Everything from the line with "of the conifer" through the last line of the records below should be copied exactly, both ends included.

================

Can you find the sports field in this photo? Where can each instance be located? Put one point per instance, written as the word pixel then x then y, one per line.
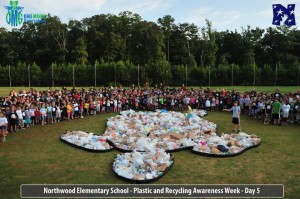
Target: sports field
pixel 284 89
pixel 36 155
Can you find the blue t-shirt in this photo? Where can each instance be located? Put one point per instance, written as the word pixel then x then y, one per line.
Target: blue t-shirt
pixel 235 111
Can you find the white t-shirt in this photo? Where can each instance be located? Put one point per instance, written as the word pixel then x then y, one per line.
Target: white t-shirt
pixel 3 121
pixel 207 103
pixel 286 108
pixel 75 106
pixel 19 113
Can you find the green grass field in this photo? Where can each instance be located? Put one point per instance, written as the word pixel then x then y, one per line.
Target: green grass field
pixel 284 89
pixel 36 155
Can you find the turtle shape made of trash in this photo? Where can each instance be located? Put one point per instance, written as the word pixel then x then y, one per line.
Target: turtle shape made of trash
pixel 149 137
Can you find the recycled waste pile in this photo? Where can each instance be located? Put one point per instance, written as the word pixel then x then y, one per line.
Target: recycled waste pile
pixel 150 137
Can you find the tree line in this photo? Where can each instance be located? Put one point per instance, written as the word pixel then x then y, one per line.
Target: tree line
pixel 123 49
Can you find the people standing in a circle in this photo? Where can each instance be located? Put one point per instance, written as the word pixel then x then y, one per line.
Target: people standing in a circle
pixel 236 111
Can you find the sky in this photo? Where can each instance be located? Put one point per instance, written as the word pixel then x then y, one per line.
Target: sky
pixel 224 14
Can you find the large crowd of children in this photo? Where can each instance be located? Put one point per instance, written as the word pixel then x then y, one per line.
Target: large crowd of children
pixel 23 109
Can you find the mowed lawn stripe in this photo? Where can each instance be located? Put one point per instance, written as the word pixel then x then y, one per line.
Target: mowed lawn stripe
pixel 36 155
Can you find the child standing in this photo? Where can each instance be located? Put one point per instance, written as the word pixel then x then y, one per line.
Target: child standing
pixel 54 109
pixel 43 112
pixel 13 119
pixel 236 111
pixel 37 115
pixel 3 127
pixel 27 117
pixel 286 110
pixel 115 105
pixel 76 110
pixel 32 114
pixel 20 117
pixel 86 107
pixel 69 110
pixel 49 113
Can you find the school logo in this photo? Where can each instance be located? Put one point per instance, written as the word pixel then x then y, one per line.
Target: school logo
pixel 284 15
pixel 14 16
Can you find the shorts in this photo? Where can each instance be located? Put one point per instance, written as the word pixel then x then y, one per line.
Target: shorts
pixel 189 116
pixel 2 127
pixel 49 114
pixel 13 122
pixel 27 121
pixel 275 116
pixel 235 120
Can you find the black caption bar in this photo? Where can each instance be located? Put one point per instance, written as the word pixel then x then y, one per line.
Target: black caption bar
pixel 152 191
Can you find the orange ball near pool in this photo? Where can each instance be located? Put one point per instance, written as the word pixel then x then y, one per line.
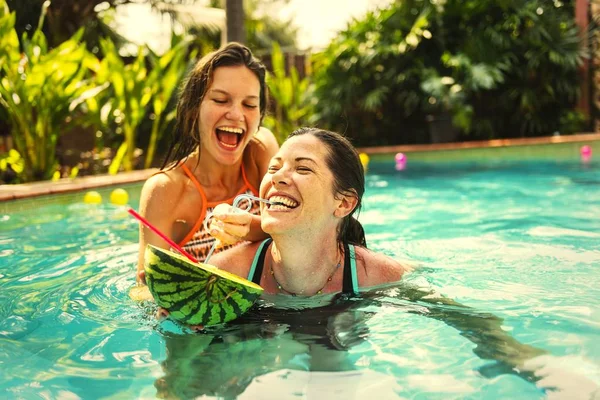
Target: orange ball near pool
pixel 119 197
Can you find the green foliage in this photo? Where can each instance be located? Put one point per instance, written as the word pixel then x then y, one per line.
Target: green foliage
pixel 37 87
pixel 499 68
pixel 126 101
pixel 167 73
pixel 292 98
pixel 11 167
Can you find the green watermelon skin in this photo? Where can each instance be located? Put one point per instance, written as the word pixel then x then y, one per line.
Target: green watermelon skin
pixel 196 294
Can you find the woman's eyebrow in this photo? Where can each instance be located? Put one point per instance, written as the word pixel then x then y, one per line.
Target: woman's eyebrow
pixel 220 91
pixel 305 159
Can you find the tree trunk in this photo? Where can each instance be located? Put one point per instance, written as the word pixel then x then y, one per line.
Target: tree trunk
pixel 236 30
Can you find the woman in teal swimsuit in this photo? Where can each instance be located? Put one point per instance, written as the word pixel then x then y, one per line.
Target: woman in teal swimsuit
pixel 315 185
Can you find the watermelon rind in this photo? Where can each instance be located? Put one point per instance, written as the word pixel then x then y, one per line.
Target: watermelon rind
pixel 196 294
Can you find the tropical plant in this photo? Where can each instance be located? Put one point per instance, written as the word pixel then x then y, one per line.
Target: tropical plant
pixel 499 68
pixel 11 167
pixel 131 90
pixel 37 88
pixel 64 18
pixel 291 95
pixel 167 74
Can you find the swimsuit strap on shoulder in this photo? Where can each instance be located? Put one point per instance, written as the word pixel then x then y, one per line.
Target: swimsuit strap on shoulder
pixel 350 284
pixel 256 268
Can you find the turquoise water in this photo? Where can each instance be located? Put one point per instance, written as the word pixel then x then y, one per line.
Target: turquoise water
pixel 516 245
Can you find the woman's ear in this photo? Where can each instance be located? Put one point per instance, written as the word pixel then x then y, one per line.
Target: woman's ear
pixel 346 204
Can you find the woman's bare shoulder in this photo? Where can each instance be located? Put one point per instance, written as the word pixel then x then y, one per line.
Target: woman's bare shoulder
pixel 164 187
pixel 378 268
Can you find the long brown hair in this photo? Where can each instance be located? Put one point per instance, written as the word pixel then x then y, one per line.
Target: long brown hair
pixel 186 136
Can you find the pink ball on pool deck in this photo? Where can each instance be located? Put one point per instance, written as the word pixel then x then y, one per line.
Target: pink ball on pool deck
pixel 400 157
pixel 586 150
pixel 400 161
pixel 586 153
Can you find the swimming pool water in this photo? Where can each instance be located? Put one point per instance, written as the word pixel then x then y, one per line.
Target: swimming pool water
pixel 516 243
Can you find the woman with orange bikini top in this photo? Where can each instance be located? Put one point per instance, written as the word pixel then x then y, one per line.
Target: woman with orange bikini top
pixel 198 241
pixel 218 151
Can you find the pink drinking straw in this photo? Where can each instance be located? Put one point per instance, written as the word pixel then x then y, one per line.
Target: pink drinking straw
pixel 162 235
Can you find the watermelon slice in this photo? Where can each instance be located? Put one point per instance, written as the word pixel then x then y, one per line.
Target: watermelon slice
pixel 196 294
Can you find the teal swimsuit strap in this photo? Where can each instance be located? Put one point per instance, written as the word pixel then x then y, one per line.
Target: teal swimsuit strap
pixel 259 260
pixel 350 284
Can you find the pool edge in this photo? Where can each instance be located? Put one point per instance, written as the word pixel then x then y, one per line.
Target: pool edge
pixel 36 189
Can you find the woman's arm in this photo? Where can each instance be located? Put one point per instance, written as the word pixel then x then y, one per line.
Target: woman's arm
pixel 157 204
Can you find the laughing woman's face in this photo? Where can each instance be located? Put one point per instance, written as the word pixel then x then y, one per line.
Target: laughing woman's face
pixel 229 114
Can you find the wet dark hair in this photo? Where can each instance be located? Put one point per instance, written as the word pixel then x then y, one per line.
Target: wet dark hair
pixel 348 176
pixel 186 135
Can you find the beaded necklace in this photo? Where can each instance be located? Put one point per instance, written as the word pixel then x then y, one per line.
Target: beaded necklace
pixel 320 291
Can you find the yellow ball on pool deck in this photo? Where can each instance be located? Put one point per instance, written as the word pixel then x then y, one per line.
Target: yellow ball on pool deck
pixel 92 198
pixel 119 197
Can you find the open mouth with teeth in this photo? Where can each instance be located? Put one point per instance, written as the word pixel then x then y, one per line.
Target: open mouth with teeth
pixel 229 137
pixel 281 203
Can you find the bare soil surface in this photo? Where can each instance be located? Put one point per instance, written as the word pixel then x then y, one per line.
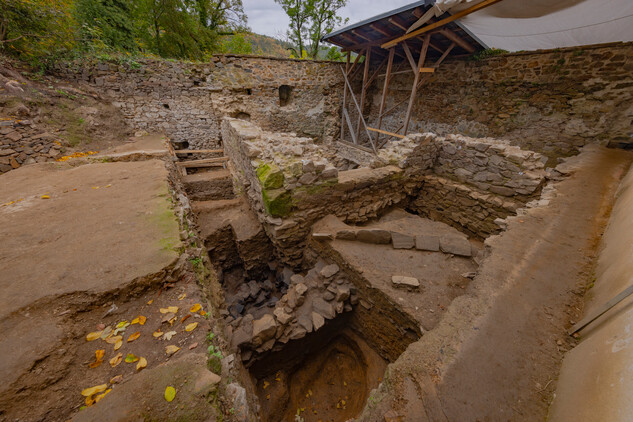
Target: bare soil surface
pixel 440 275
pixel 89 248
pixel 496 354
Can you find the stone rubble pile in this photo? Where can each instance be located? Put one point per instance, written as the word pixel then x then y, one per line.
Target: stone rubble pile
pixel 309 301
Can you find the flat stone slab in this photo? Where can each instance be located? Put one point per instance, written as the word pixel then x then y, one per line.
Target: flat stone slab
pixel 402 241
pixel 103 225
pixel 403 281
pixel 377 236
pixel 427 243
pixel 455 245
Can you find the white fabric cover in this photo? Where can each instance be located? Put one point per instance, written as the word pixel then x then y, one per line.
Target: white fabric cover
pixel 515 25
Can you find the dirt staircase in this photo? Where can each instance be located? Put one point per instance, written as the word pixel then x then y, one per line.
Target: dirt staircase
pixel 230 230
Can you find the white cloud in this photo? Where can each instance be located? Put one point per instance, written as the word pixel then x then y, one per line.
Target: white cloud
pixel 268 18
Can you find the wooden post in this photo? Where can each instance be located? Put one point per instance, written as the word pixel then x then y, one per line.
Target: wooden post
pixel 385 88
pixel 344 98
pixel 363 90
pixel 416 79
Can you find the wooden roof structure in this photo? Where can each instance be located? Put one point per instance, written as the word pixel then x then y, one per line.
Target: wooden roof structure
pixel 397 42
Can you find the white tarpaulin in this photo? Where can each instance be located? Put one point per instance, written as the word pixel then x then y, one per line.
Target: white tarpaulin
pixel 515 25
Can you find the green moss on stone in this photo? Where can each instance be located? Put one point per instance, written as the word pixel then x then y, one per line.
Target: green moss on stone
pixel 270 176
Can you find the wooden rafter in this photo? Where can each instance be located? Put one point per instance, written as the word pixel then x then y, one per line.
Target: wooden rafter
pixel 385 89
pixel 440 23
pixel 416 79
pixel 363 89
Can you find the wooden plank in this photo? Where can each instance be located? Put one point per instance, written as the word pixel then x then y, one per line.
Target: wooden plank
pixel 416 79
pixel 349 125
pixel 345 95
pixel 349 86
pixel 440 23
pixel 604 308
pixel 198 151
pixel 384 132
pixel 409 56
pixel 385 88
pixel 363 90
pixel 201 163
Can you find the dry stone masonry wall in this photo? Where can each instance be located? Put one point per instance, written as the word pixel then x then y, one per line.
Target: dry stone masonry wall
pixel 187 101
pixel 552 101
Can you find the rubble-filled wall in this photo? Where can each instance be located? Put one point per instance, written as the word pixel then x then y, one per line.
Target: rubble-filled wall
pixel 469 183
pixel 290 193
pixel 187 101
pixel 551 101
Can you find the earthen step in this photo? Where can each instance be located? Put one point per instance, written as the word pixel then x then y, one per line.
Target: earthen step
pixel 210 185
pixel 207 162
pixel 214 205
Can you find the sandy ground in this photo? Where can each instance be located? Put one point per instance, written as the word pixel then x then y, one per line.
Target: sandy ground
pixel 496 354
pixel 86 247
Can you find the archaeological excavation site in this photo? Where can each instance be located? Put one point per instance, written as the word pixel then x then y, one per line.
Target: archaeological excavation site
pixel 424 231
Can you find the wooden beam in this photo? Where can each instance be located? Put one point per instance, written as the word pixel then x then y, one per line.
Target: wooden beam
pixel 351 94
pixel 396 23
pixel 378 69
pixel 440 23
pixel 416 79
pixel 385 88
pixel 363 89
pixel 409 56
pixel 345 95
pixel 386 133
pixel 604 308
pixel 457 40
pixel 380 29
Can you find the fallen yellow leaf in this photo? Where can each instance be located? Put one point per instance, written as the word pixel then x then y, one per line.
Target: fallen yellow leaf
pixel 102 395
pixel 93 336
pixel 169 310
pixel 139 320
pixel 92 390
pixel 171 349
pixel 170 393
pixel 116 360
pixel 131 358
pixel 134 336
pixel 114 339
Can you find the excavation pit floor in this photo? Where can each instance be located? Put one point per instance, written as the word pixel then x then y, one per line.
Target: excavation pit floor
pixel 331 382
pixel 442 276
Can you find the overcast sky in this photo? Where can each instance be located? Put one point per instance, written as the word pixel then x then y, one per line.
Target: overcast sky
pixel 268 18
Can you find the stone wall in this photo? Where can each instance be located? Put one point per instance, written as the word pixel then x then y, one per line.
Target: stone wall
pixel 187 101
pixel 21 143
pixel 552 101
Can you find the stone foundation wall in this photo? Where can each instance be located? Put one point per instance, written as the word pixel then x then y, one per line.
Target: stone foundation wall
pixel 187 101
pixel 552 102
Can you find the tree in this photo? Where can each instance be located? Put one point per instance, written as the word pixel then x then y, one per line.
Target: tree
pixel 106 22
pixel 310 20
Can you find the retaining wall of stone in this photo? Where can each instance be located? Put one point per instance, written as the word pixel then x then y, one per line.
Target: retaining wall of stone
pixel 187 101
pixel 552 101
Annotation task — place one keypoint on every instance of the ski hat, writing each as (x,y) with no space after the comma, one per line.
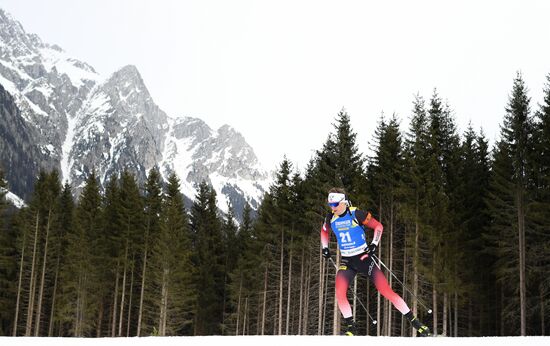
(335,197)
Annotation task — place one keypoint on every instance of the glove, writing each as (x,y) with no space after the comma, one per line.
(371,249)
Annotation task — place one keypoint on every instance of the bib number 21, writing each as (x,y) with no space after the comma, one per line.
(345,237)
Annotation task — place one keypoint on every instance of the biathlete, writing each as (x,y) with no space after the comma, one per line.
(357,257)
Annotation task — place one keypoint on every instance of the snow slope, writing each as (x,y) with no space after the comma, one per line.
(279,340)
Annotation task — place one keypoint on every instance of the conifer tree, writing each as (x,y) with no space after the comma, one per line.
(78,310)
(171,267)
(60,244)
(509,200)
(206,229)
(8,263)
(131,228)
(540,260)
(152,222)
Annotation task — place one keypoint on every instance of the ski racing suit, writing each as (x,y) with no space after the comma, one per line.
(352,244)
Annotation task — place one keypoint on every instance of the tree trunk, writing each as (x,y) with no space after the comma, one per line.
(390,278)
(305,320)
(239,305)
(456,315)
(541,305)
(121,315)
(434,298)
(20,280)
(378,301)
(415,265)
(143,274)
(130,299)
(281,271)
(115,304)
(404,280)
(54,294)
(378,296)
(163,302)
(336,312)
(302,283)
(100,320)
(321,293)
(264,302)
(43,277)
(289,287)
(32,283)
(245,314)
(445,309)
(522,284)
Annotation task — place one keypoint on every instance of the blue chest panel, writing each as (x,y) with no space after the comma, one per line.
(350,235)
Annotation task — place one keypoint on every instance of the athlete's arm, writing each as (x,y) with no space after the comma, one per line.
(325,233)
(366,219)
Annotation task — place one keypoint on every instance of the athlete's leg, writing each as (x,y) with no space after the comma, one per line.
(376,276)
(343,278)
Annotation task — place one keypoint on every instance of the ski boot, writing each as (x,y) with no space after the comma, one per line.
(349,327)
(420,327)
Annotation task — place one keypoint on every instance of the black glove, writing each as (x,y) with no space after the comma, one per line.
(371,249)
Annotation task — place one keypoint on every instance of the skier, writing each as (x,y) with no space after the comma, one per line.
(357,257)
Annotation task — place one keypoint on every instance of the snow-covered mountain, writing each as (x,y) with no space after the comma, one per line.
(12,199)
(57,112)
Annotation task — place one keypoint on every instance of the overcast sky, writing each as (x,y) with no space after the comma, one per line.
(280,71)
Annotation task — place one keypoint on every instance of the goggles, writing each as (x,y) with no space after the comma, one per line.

================

→ **EXERCISE OUTPUT**
Annotation task — place one keypoint on every instance of the conifer tree, writing each as (x,y) with no space after the comma, one per line.
(78,310)
(171,267)
(60,244)
(509,200)
(206,229)
(8,263)
(131,228)
(540,260)
(152,222)
Annotation task — place one keypoint on every instance of the ski racing suit, writing each as (x,y) with no space after the comma, one per line.
(352,244)
Annotation task — place one keypoint on every instance of the tree trunk, writing each as (x,y) with no space after the comma, one per line.
(390,278)
(305,320)
(239,305)
(456,315)
(541,305)
(121,315)
(434,298)
(20,280)
(378,301)
(415,265)
(143,274)
(130,299)
(281,271)
(115,304)
(404,280)
(54,294)
(378,296)
(163,302)
(336,312)
(302,283)
(100,320)
(321,293)
(264,302)
(43,277)
(289,287)
(32,283)
(245,314)
(445,309)
(522,284)
Annotation task — place one keypoint on every instance of the blue chest panel, writing each as (x,y) with no space after the comma, one per line.
(350,235)
Annotation task — place one keypoint on every instance of the athlete's arm, writing each as (x,y) with no space after the comma, one per line.
(325,233)
(366,219)
Annotation task — place one keypoint on every instance of the athlete's leg, writing each as (x,y) with no space after the comma, one per line.
(376,276)
(343,278)
Annotation task — place one keypoint on every instance of the ski boot, writing each as (x,y) with no space after the comma, one per line.
(349,327)
(420,327)
Annotation task — place one keypoint on every instance of the black glove, writing each as (x,y) with no space after the comma, one per line.
(371,249)
Annotation task — place one keypoint on every instance of the skier, writing each as (x,y) with no space after the comma, one per line.
(357,257)
Annotation task — place one keypoint on every instance of the snow-covered mountain, writing each as (x,y) with no space after the comma, one per line.
(12,199)
(57,112)
Annotation task — place one keypoint on every instance of the overcast sky, writing each as (x,y) with no space after the comma, one per line.
(280,71)
Annotation task — place one keypoint on every instance of the goggles, writing each as (x,y) with no space after the comma, one per line.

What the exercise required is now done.